◆ Your task:
Answer these questions from the text on Prijezda I, Ban of Bosnia:
1. Who preceded Prijezda I as Ban of Bosnia?
2. What title does Pope Gregory IX's letter of 10 October 1233 give Prijezda?
3. Whom did Prijezda send to the Dominican Order as a political hostage?

◆ Quoted passage:
Ban of Bosnia
- Reign: 1250–1287
- Predecessor: Matej Ninoslav
- Successor: Stephen I
- Died: 1287–1290 Bosnia
- Issue: Stephen I Prijezda II Vuk
- House: Presumably Kotromanić
- Religion: Roman Catholicism (conversion)

= Prijezda I, Ban of Bosnia =

Ban of Bosnia

Prijezda I (Пријезда I; /sh/; 1233–1287) was the Ban of Bosnia as a vassal of the Hungarian Kingdom, ruling from c. 1250 until his death in 1287. He was a relative to his predecessor Matej Ninoslav, and is first mentioned in Papal letters regarding heretics in Bosnia. He stayed loyal to the Hungarian king.

==Life==
===Early life===
Historiography is undecided on the origin of Prijezda. Some treat him as the first known member of the Kotromanić dynasty.

Prijezda is mentioned in one of Pope Gregory IX's letters dated 10 October 1233 to Matej Ninoslav, the Ban of Bosnia, as Ninoslav's relative and the ubanus ("vice-ban") and having recently "returned from the filth of heretical depravity to the purity of the Catholic faith". Ninoslav is recorded in another of the letters as having himself claimed that his ancestors were heretics. Prijezda had been imprisoned, and Pope Gregory IX ordered Dominican Order friars to free him if he stayed loyal to the Catholic faith and sent his son as a political hostage to the Dominican Order, which he did. Ninoslav then guaranteed for Prijezda's loyalty and his work in "hunting heretics", upon which Prijezda's son was released to him. Pope Gregory IX was delighted at Ninoslav's and Prijezda's recent conversion to Catholicism through the Dominican Order.

[Coordinate annotation entries]
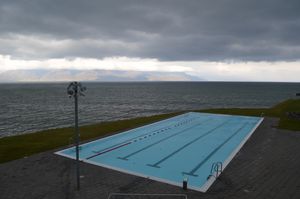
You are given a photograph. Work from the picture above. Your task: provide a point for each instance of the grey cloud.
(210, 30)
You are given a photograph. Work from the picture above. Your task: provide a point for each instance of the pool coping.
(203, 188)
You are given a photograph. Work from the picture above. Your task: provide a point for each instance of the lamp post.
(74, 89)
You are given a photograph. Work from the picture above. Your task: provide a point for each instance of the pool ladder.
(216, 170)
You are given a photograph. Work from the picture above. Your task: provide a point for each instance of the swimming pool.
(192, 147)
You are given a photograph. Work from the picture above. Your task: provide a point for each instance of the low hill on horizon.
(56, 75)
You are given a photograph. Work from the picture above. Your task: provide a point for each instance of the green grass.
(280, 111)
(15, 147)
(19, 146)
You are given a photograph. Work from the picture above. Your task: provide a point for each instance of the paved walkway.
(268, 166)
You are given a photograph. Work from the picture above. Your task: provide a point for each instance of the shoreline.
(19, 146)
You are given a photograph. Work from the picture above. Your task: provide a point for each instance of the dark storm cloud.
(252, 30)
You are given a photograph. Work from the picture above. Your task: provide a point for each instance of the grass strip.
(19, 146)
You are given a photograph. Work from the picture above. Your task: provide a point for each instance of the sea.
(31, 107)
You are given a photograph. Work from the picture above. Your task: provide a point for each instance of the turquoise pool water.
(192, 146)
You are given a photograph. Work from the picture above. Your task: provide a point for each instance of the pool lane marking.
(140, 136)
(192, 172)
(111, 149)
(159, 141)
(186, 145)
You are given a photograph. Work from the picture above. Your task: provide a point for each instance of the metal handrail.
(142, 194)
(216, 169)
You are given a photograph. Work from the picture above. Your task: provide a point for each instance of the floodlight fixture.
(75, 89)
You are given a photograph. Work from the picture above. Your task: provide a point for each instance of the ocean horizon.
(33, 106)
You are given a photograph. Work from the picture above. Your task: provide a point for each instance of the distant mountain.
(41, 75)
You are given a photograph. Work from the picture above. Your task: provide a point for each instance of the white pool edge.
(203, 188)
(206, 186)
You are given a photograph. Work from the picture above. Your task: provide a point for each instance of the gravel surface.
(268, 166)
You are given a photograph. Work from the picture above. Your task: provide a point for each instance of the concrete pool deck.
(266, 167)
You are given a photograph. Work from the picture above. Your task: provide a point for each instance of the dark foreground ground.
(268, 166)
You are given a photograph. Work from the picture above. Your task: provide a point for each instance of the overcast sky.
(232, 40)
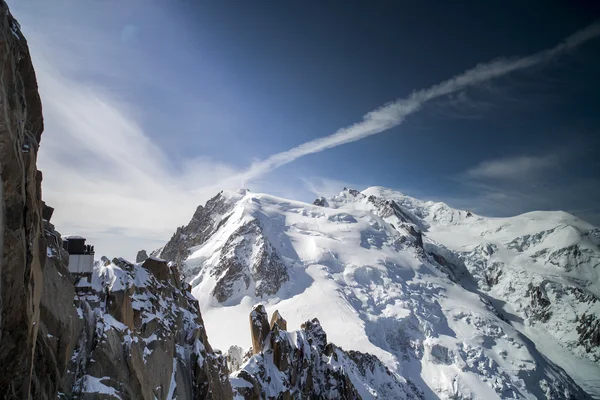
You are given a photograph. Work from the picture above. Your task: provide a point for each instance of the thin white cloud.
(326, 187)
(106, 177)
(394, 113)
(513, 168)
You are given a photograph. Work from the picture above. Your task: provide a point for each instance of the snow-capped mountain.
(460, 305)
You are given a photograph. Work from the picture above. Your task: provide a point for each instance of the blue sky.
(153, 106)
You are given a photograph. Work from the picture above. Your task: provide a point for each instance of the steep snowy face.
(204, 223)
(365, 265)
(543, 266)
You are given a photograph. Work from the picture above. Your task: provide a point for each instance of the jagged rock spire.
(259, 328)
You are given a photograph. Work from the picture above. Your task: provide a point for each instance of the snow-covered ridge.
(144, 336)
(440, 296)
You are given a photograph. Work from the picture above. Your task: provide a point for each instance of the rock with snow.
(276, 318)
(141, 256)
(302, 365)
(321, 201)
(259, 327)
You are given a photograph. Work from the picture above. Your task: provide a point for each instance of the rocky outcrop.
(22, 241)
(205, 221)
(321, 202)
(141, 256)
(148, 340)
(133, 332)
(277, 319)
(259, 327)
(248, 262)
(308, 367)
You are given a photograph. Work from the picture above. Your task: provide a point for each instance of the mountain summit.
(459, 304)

--

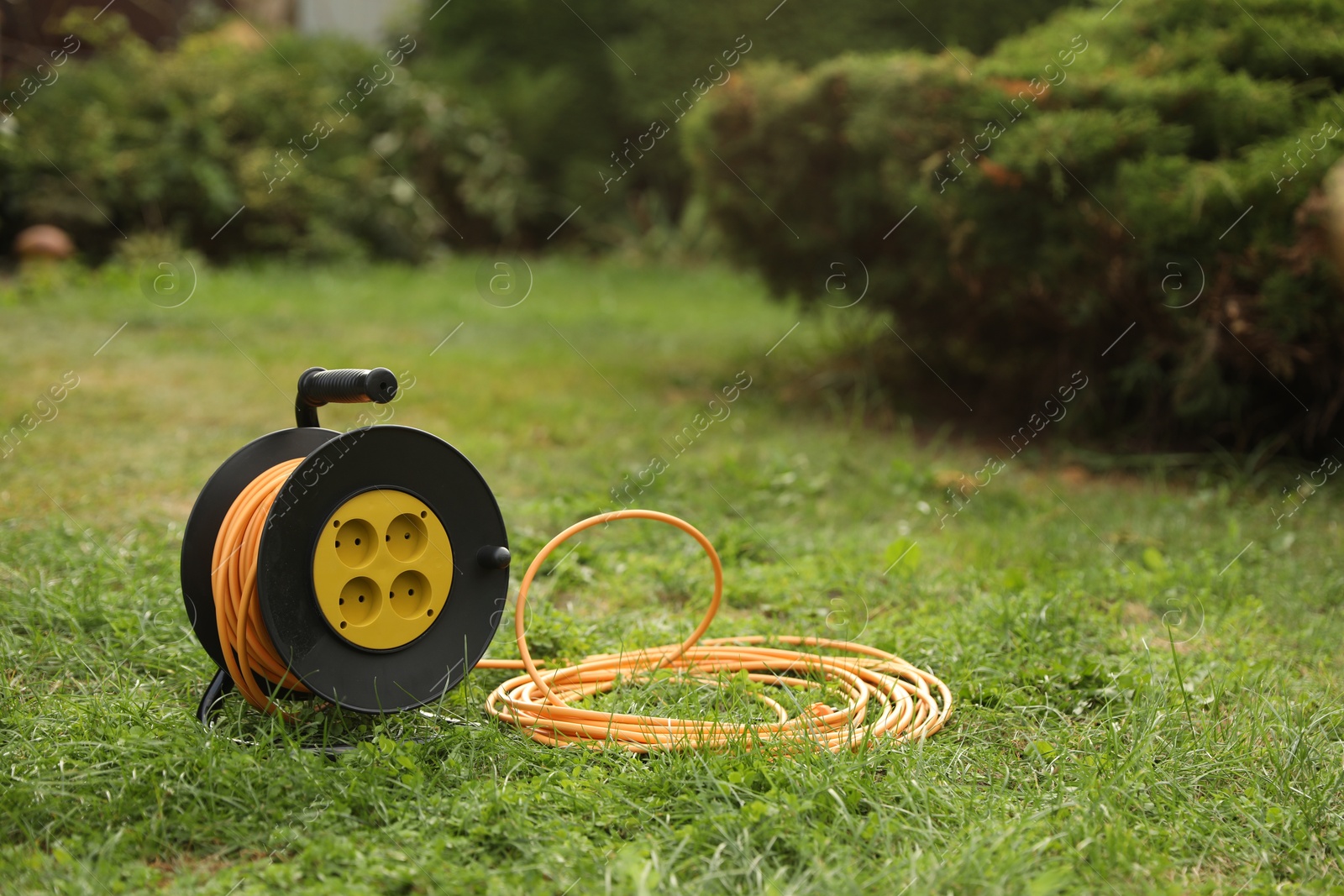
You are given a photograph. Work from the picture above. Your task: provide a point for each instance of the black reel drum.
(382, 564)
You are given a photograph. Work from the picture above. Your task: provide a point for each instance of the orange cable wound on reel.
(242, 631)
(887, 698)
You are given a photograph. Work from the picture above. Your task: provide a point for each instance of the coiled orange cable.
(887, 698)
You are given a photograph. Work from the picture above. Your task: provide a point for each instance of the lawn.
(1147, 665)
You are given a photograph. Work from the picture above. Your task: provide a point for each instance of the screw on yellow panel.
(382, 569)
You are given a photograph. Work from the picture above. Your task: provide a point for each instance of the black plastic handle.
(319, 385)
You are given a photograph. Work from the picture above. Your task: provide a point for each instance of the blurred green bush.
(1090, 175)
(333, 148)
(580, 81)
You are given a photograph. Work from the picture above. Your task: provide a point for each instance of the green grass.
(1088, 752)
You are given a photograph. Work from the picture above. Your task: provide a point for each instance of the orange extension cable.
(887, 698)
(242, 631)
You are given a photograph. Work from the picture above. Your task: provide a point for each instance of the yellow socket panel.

◆ Result:
1. Matej Ninoslav
2. Ubanus ("vice-ban")
3. His son